→ **Complete the following**:
1. Answer these about the integral solution:
(a) What is x² set equal to in the substitution?
(b) What boxed value is given for (a+b+c+2d)²?
(c) Whose solution is this one said to be similar to?
2. Express the labeling rows from the line with "Where can the cloudy" up to and including the line with "point(102, 82)" as a Markdown table with columns n and Line. Number each line and leave out blank lines.

How would you solve it -Part 2

Similar solution to Kartik Sharma 's, given more details.

$\begin{aligned} I & = \int_0^{\infty} \left(\sqrt{1+x^4} - x^2 \right) dx & \small \color{#3D99F6}{\left[\text{Let } x^2 = \tan \theta \quad \Rightarrow dx = \frac{\sec^2 \theta}{2\sqrt{\tan \theta}} d \theta\right]} \\ & = \small \int_0^{\frac{\pi}{2}} \left(\sqrt{1+\tan^2 \theta} - \tan \theta \right)\dot{} \frac{\sec^2 \theta}{2\sqrt{\tan \theta}} d \theta \\ & = \small \frac{1}{2} \int_0^{\frac{\pi}{2}} \frac{\sec^3 \theta - \tan \theta \sec^2 \theta}{\sqrt{\tan \theta}} d \theta \\ & = \small \frac{1}{2} \int_0^{\frac{\pi}{2}} \color{#3D99F6} {\sin^{-\frac{1}{2}} \theta \cos^{-\frac{5}{2}} \theta} - \color{#3D99F6} {\sin^{\frac{1}{2}} \theta \cos^{-\frac{5}{2}} \theta} \space d \theta & \small \color{#3D99F6}{\left[ \int_0^{\frac{\pi}{2}} sin^{m}\theta \cos^{n} d\theta = \frac{1}{2}B \left( \frac{1}{2}(m+1), \frac{1}{2}(n+1) \right)\right]} \\ & = \small \dfrac{1}{4} \left[ \color{#3D99F6} {B\left(\frac{1}{4} \right) B\left(-\frac{3}{4} \right)} - \color{#D61F06}{B\left(-\frac{1}{4} \right) B\left(-\frac{3}{4} \right)} \right] & \small \left[ \color{#3D99F6}{B(x,y) = \frac{\Gamma(x) \Gamma(y)}{\Gamma(x+y)}} \quad \color{#D61F06}{B\left(-\frac{1}{4} \right) B\left(-\frac{3}{4} \right) = 0} \right] \\ & = \small \frac{1}{4} \left[ \frac{\Gamma \left( \frac{1}{4} \right) \color{#3D99F6}{\Gamma \left(- \frac{3}{4} \right)}} {\color{#D61F06}{\Gamma \left( \frac{1}{4} - \frac{3}{4} \right)}} - 0 \right] & \small \color{#3D99F6} {\left[ \Gamma(1+x)= x \Gamma(x), \quad x = - \frac{3}{4} \quad \Rightarrow \Gamma \left(-\frac{3}{4} \right) = - \frac{4}{3} \Gamma \left(\frac{1}{4} \right)\right]} \\ & = \small \frac{1}{4} \left[ \frac{\Gamma \left( \frac{1}{4} \right) \color{#3D99F6}{\left( - \frac{4}{3} \Gamma \left(\frac{1}{4} \right) \right)}} {\color{#D61F06}{\Gamma \left( - \frac{1}{2} \right)}} \right] & \small \color{#D61F06} {\left[ \Gamma(1+x)= x \Gamma(x), \space x = - \frac{1}{2} \space \Rightarrow \Gamma \left(-\frac{1}{2} \right) = - 2 \Gamma \left(\frac{1}{2} \right) = - 2\sqrt{\pi}\right]} \\ & = \dfrac{\left(\Gamma \left( \frac{1}{4} \right) \right)^2}{6\sqrt{\pi}} \end{aligned}$

Therefore, $(a+b+c+2d)^2 = \left(2+4+6+2\times \frac{1}{2} \right)^2 = \boxed{169}$

Nice problem!

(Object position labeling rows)

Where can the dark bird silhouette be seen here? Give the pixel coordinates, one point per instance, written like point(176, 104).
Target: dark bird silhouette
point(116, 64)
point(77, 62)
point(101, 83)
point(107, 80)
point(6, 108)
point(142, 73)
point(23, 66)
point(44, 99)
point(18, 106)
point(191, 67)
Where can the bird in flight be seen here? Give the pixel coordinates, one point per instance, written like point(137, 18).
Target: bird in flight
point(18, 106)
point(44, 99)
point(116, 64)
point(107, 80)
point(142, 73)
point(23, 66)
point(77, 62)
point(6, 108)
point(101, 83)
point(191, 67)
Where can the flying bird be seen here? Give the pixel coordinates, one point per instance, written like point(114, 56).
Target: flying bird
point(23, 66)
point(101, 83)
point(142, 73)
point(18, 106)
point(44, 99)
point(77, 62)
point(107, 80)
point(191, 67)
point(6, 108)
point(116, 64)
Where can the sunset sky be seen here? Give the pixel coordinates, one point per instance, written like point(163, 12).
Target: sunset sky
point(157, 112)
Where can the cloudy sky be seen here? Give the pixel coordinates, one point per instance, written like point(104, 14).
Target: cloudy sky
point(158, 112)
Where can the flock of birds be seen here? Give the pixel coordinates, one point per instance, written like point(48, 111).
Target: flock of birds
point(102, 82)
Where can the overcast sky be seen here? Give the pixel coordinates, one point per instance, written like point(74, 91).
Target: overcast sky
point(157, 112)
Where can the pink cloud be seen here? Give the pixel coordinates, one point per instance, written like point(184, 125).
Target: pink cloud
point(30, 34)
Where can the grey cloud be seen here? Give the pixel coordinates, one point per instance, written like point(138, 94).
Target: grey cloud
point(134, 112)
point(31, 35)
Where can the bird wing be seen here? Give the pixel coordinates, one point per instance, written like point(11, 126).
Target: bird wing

→ **Task-by-task outputs**:
1.
(a) tan θ
(b) 169
(c) Kartik Sharma's

2.
| n | Line |
|---|---|
| 1 | Where can the cloudy sky be seen here? Give the pixel coordinates, one point per instance, written like point(104, 14). |
| 2 | Target: cloudy sky |
| 3 | point(158, 112) |
| 4 | Where can the flock of birds be seen here? Give the pixel coordinates, one point per instance, written like point(48, 111). |
| 5 | Target: flock of birds |
| 6 | point(102, 82) |